━━ Data for this exercise ━━
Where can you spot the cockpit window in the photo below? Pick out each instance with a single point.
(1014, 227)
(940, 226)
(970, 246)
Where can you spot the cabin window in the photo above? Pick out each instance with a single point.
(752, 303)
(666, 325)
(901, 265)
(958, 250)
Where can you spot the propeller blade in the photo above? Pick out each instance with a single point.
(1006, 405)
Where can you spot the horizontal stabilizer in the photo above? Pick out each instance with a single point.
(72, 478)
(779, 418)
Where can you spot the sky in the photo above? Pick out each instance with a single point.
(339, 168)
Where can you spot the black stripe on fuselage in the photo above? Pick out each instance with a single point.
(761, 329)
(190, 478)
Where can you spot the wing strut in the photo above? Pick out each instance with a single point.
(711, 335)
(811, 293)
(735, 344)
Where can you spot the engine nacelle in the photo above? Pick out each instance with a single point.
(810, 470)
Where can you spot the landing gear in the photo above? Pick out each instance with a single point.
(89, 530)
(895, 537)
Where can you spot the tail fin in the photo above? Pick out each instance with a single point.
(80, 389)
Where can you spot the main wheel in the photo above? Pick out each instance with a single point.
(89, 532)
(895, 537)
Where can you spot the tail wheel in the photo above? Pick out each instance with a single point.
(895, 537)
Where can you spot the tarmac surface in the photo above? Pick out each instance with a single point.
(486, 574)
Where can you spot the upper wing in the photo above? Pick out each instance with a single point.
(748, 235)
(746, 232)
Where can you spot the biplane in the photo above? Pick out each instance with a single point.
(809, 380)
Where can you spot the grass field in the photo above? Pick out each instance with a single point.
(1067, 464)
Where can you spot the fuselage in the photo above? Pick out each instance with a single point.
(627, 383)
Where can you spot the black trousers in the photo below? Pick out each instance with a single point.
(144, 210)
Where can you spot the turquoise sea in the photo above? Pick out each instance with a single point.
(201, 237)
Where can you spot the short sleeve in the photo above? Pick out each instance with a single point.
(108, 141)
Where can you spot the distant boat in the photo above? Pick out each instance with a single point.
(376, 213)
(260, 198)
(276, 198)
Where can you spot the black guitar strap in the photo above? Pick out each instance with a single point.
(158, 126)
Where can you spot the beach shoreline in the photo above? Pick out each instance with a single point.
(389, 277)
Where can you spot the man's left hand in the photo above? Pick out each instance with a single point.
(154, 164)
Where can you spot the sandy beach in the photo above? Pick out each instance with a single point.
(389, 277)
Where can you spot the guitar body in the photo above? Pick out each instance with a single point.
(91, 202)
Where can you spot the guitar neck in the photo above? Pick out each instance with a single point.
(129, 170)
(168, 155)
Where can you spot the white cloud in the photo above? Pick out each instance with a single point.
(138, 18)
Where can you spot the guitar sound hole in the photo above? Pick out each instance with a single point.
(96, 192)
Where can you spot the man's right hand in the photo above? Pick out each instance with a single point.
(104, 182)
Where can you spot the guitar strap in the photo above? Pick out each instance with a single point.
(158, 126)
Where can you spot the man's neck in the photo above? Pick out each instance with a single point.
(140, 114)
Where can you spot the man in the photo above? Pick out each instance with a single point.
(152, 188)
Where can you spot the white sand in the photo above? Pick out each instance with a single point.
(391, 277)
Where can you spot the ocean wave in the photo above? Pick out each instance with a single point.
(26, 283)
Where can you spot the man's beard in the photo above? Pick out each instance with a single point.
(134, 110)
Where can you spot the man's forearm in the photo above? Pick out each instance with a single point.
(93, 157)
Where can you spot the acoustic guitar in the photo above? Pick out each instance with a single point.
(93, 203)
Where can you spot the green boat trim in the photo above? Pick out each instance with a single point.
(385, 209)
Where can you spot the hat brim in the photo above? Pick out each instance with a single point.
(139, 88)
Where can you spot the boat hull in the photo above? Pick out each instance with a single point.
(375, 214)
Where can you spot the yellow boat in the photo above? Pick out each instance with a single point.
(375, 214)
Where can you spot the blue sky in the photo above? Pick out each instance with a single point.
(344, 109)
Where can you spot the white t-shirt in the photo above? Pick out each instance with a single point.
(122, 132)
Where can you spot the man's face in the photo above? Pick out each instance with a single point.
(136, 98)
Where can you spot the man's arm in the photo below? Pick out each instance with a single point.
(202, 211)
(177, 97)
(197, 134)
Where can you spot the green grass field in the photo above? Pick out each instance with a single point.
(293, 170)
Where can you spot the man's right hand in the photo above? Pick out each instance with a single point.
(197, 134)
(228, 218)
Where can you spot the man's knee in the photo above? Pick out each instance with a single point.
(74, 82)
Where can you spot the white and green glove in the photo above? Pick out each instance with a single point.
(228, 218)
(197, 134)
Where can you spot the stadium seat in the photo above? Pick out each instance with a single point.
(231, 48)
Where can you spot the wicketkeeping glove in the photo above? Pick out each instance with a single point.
━━━
*Exercise*
Go through the listing and print each line exactly as it appears.

*Correct response*
Where can you spot the cockpit window in the photo below? Pick out each instance with a single point.
(1014, 227)
(940, 226)
(970, 246)
Where can you spot the cabin window in the photo above? Pick out each instance with a single point.
(752, 303)
(666, 325)
(901, 265)
(958, 250)
Where can you spot the propeller blade in the photo above? Pick out each instance with a single point.
(1006, 405)
Where can you spot the horizontal stabilizer in the photo above? Pick out each instance with a single point.
(72, 478)
(779, 418)
Where can you spot the sky in the photo above? Pick out each instance with a single point.
(339, 168)
Where can you spot the black stripe on fuselage in the photo above? Pick out each instance with a single point.
(761, 329)
(190, 478)
Where can you spot the wing strut in the photo above? Pick out each instance with a single point.
(711, 335)
(811, 293)
(735, 344)
Where can you spot the engine nacelle in the photo above? Pick out each instance with a single point.
(810, 470)
Where can you spot the landing gear in the photo above? Pick out each instance with a single point.
(89, 530)
(895, 537)
Where can you spot the tail fin in the photo above? Pick out each instance with a single point.
(80, 389)
Where can you spot the main wheel in the photo above? Pick out each instance with a single point.
(89, 532)
(895, 537)
Where can you spot the tail wheel in the photo above? Pick out each instance with a single point.
(895, 537)
Where can you spot the tarmac surface in the photo above? Pick out each instance with a single point.
(486, 574)
Where can you spot the upper wing in the photo above? Pick out each instance with a single point.
(748, 235)
(746, 232)
Where can you spot the biplane in the photo above? Pick out each instance with a single point.
(809, 380)
Where can you spot the grass field in the photo above? Pick out each instance with a single point.
(1067, 464)
Where can you spot the fuselage in the photo above? Pick out each instance with a single point.
(627, 383)
Where can you spot the black trousers in the photo below? Pick out each instance with a single point.
(144, 210)
Where can you spot the turquoise sea in the photo above? Pick out each instance with a single point.
(201, 237)
Where can you spot the short sleeve in the photo above? Pick out each instance with a single point.
(108, 141)
Where can you spot the distant boat in the photo above? Pick out each instance with a single point.
(376, 213)
(260, 198)
(276, 198)
Where can you spot the black guitar strap in the photo above? Pick out each instance with a single point.
(158, 126)
Where can you spot the beach shoreline in the photo above? Pick out each instance with a single point.
(389, 277)
Where can you spot the man's left hand in the photo above? Pick out each instance with a single point.
(154, 164)
Where can you spot the sandy beach in the photo above? Pick out each instance with a single point.
(389, 277)
Where can you spot the guitar body in the photo above? Pick out each instance with a single point.
(91, 202)
Where can you spot the guitar neck in the photo above? Pick out each instance with a single point.
(129, 170)
(168, 155)
Where can you spot the white cloud in the photo above? Pick out each instance with a single point.
(138, 18)
Where can you spot the guitar sound hole in the photo above? Pick out each instance with a single point.
(96, 192)
Where can you spot the man's right hand in the photo above? Pick out each instance with a single point.
(104, 182)
Where can you spot the guitar strap in the photo above? Pick out each instance with a single point.
(158, 126)
Where can you spot the man's neck in the photo above? Pick out each instance with a single point.
(140, 114)
Where can you spot the man in the photo above? Pick out each instance with a single point.
(152, 188)
Where can you spot the white sand in the photo above? Pick out each instance with a single point.
(391, 277)
Where can you spot the ocean wave in the photo above? Pick out each instance with a single point.
(26, 283)
Where can you spot the man's beard in the photo above? Pick out each instance with a single point.
(134, 110)
Where can you spot the man's forearm in the photo above? Pick out each instance with a single point.
(93, 157)
Where can you spot the acoustic guitar in the photo above? Pick out each instance with a single point.
(93, 203)
Where can you spot the green boat trim in the photo above? Pick out each instance with a single point.
(385, 209)
Where can you spot the hat brim in the photo above? Pick out each instance with a single point.
(139, 88)
Where can you spot the boat hull in the photo above? Pick out each instance with a single point.
(375, 214)
Where can you spot the yellow boat in the photo above? Pick out each instance with a single point.
(375, 214)
Where can you spot the blue sky in the photo above? Pick out each instance with a single point.
(344, 109)
Where can you spot the white t-shirt in the photo above? Pick out each instance with a single point.
(122, 132)
Where can you spot the man's face in the photo above? Pick out each instance with a single point.
(136, 98)
Where can you spot the man's arm in the photo below? Pick out each instance with a single point.
(202, 211)
(177, 97)
(197, 134)
Where can you spot the green grass field in the photo above? Pick out each instance with a single point.
(293, 170)
Where can you spot the man's right hand in the photo above? Pick out each instance with a single point.
(197, 134)
(228, 218)
Where can you spot the man's knee in the photo above? Pick out each instance with a single point.
(74, 82)
Where can you spot the white and green glove in the photo above? Pick out each instance with a single point.
(228, 218)
(197, 134)
Where can you spot the stadium seat in the photo above? Pick out each instance with a single point.
(231, 48)
Where can you spot the wicketkeeping glove in the photo above? Pick out each instance with a single point.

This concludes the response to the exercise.